TASK TO CARRY OUT ::
In the records below, find the line containing "oven door in"; give it again exactly, along with every line that follows, and nothing else.
(SUPPLIED MATERIAL Opens)
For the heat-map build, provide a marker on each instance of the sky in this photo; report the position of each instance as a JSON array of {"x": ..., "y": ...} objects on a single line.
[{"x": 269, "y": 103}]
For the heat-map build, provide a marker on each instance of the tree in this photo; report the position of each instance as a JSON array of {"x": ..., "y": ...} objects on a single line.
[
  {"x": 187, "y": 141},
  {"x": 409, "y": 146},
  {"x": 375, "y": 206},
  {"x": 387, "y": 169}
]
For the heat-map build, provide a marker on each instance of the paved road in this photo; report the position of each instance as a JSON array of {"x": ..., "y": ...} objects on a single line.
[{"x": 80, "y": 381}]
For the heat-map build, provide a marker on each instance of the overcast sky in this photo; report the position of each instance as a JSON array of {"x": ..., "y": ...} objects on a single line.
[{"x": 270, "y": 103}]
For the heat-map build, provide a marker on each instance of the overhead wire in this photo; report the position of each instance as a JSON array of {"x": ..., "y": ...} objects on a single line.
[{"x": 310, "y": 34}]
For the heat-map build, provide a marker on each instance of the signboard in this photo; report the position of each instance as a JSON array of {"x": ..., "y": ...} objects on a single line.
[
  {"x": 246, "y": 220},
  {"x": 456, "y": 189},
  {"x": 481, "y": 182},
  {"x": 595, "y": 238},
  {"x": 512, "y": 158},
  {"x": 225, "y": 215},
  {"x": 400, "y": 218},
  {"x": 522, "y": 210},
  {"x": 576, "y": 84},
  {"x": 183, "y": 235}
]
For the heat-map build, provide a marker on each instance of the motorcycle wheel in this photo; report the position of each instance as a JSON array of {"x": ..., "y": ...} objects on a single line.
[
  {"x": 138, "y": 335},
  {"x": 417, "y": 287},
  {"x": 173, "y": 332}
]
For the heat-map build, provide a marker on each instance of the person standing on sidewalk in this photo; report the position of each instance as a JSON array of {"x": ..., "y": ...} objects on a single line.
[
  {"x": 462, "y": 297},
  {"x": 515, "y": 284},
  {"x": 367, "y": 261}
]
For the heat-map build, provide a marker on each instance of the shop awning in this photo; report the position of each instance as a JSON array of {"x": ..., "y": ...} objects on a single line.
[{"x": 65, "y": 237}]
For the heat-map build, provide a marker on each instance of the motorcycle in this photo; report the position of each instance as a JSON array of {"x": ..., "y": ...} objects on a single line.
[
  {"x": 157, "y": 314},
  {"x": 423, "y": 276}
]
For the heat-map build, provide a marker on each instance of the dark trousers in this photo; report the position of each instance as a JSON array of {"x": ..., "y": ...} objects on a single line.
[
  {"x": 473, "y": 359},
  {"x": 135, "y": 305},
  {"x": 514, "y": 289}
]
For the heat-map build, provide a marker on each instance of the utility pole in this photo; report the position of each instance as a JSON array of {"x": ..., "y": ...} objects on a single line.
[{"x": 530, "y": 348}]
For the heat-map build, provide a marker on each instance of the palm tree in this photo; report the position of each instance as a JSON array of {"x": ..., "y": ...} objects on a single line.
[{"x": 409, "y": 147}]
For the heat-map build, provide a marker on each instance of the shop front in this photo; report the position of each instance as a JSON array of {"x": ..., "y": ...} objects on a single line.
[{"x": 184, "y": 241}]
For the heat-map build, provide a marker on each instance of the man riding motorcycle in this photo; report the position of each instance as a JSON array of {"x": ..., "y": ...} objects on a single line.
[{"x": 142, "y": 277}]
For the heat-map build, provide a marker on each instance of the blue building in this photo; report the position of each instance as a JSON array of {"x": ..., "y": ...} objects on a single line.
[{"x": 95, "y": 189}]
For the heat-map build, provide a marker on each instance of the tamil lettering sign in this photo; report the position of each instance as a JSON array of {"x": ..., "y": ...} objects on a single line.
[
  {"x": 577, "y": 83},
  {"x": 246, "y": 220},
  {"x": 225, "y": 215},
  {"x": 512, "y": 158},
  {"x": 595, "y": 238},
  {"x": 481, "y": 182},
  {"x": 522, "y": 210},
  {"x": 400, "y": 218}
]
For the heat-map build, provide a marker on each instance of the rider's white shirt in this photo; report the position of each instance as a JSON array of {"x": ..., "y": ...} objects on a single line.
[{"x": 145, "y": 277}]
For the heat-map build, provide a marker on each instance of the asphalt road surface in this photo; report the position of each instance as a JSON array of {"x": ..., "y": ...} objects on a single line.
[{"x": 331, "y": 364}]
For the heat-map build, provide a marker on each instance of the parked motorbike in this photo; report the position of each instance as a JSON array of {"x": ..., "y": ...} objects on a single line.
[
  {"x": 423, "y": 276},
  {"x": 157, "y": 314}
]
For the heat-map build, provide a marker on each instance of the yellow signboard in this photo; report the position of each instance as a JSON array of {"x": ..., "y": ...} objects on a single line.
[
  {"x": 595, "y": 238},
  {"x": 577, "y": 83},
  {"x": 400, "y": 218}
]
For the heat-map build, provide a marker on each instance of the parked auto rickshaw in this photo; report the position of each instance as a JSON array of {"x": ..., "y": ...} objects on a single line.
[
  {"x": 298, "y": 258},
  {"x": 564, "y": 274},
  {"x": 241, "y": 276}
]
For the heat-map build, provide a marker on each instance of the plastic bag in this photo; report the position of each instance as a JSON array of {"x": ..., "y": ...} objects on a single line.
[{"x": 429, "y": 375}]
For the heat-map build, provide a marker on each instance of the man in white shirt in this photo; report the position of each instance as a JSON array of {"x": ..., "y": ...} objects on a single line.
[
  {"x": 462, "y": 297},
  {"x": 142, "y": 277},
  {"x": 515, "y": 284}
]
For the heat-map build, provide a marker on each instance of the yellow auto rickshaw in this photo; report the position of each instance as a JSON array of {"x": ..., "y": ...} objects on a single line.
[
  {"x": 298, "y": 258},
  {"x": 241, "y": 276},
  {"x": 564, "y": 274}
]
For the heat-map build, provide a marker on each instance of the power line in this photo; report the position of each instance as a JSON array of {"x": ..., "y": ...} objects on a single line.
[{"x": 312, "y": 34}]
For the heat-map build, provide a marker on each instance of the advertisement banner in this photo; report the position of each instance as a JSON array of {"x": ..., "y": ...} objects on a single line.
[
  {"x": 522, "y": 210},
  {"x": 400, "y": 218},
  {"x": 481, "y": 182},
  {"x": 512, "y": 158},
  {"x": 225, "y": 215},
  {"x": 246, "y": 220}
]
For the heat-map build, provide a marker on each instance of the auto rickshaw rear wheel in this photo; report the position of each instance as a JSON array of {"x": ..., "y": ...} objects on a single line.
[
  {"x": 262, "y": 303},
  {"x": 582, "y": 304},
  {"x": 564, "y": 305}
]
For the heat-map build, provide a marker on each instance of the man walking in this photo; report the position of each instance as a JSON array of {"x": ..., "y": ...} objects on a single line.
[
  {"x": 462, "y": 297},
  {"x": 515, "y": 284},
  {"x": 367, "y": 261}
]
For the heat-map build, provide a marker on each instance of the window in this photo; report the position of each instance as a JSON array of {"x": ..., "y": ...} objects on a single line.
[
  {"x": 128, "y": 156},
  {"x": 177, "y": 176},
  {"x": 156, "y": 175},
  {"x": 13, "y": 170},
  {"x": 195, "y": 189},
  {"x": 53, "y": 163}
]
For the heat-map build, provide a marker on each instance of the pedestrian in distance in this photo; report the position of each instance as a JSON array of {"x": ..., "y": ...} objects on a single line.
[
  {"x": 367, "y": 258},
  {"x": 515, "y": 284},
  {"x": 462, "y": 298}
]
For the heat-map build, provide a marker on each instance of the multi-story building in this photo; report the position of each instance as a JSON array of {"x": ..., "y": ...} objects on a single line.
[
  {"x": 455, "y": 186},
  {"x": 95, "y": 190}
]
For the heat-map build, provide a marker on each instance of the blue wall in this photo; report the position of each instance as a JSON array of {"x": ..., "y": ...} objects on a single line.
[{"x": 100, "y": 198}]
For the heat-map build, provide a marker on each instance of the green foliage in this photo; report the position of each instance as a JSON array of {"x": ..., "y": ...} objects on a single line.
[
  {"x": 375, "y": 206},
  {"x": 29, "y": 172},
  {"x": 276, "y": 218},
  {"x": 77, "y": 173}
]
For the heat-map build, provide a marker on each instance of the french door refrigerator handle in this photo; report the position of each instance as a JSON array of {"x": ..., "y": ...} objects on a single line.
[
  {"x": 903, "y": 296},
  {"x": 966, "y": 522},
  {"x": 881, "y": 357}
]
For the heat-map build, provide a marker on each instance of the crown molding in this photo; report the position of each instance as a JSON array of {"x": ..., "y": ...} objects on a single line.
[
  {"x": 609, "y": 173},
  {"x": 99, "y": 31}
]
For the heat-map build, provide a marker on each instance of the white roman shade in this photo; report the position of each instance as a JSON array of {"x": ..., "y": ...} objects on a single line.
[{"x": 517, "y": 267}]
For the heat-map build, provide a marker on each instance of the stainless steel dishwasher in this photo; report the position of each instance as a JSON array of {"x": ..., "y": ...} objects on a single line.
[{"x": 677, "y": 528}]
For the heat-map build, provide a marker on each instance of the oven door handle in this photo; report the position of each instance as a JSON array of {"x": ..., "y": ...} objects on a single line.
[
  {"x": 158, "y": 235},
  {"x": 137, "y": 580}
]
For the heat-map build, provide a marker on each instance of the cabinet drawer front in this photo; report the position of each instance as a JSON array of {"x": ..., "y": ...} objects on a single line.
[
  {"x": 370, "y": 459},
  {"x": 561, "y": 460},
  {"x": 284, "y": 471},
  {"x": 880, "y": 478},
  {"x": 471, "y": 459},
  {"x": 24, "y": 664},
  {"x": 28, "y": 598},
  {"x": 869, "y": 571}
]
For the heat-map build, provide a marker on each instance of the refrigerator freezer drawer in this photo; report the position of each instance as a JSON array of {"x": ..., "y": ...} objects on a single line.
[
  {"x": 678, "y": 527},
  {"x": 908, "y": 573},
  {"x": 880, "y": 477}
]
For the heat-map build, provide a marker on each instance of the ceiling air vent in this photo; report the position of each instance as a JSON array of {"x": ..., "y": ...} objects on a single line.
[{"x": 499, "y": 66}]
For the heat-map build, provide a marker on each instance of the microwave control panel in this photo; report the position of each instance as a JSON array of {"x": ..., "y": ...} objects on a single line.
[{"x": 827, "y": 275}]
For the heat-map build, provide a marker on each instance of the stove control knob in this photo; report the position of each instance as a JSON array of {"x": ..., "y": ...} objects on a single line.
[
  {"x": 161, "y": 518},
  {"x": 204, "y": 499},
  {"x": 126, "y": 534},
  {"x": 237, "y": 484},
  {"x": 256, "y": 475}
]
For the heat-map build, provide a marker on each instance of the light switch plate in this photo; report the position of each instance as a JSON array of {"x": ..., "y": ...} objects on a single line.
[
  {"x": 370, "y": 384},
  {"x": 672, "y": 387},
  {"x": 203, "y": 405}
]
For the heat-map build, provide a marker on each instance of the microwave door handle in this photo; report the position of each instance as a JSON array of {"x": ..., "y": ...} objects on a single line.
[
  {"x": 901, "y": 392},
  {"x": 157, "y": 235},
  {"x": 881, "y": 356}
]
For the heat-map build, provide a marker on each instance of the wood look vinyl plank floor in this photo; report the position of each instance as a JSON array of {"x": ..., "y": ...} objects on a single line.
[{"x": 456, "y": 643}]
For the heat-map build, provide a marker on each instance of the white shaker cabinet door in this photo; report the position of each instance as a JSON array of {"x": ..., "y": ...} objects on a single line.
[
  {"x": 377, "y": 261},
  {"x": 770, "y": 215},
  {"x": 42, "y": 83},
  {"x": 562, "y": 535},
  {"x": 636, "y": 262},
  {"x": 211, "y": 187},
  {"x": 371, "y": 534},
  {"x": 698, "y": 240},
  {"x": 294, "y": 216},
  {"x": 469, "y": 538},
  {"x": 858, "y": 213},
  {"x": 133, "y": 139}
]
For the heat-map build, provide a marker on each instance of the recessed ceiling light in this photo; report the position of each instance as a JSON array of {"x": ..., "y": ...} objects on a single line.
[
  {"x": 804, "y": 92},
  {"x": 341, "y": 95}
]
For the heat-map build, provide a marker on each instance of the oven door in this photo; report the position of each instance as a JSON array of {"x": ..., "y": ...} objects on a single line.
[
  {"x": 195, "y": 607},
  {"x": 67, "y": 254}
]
(SUPPLIED MATERIAL Closes)
EXERCISE RESULT ::
For the heat-map build, provide a marker on each instance of the oven door in this photo; report the position of each instance as a JSON array of {"x": ..., "y": ...} objects on a single line.
[
  {"x": 195, "y": 607},
  {"x": 67, "y": 254}
]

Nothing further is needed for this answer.